**THE TASK**
An exact transcript is needed of the material below, beginning at the line that contains "Expected: one point per instance of the light" and continuing through its last line; nothing else should appear.

☆ ☆ ☆ ☆

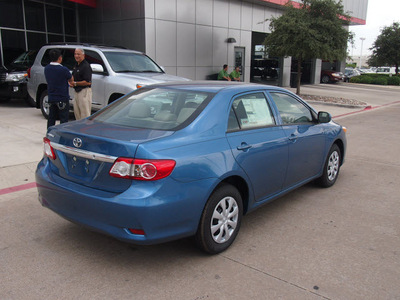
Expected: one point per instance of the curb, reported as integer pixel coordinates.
(339, 104)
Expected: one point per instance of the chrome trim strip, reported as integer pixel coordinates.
(84, 153)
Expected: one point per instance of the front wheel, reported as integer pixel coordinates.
(331, 167)
(325, 79)
(44, 104)
(29, 100)
(221, 219)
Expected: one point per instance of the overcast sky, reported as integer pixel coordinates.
(380, 13)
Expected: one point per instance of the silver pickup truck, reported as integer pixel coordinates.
(116, 71)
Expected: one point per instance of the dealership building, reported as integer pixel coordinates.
(189, 38)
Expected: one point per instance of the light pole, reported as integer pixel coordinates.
(362, 41)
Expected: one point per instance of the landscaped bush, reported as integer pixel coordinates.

☆ ☆ ☆ ☆

**RESPONSE BELOW**
Expected: one point per instance of the light pole, reported as integer pixel coordinates.
(362, 41)
Expected: one point per instance of the landscaped bush, reported as integer pixel coordinates.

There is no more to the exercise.